DOCUMENT SECTION:

I made the mathematical theorem, which is a development of the Sieve of Eratosthenes algorithm. I might use some help in coding.

You can find the description of the code at my paper:
Development of Sieve of Eratosthenes and Sieve of Sundaram's proof

For more understanding you can check this paper: SEQUENCE ELIMINATION FUNCTION AND THE FORMULAS OF PRIME NUMBERS

For the next development see Next level Improved Sieve of Eratosthenes

#include <iostream>
#include <math.h>
#include <cstdlib>
using namespace std;
int D2SOE(int n1_m) {
    int n1 = 0, g = 0, z = 0, p = 0,f1=0,f3=0;
    cout << "\n2 3 ";
    bool* array = new bool[n1_m];
    // Initialising the D2SOE array with false values 
    for (int i = 0; i < n1_m; i++)

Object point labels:

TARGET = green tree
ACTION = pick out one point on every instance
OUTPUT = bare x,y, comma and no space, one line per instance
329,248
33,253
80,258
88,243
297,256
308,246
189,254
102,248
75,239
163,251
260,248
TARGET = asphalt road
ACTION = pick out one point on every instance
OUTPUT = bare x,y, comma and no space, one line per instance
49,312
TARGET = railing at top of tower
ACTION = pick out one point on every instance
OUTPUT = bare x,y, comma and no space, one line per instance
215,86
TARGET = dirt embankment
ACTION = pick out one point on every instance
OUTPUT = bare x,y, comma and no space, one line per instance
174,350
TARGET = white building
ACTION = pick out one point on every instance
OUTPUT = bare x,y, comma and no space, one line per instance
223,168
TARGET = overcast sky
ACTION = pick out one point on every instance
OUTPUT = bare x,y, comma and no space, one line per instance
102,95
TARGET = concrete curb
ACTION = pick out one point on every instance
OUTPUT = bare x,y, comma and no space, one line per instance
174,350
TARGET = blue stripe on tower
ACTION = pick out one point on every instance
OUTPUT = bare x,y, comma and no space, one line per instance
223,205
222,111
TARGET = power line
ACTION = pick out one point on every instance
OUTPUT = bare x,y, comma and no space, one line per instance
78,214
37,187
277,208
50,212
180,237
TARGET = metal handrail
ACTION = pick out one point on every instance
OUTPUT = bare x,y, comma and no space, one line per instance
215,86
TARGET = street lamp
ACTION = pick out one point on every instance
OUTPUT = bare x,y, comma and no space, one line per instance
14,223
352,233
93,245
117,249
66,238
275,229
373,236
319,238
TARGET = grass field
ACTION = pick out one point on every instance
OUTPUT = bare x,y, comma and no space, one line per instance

REQUIRED TASKS:
A – From the Sieve of Eratosthenes post, extract the passage from "#include <iostream>" up to and including "i < n1_m; i++)".
B – Condense the paragraph of the Sieve of Eratosthenes post that begins "I made the mathematical theorem" into one short sentence that keeps its main facts.
C – Answer these questions using the Sieve of Eratosthenes post:
(i) Which algorithm is the author's theorem a development of?
(ii) What is the title of the paper recommended for more understanding?
(iii) According to the code comment, what values are used to initialize the D2SOE array?

ANSWERS FOR THIS EXERCISE:
A –
#include <iostream>
#include <math.h>
#include <cstdlib>
using namespace std;
int D2SOE(int n1_m) {
    int n1 = 0, g = 0, z = 0, p = 0,f1=0,f3=0;
    cout << "\n2 3 ";
    bool* array = new bool[n1_m];
    // Initialising the D2SOE array with false values 
    for (int i = 0; i < n1_m; i++)

B – The author developed a theorem building on the Sieve of Eratosthenes and would like help coding it.

C –
(i) The Sieve of Eratosthenes.
(ii) SEQUENCE ELIMINATION FUNCTION AND THE FORMULAS OF PRIME NUMBERS.
(iii) False values.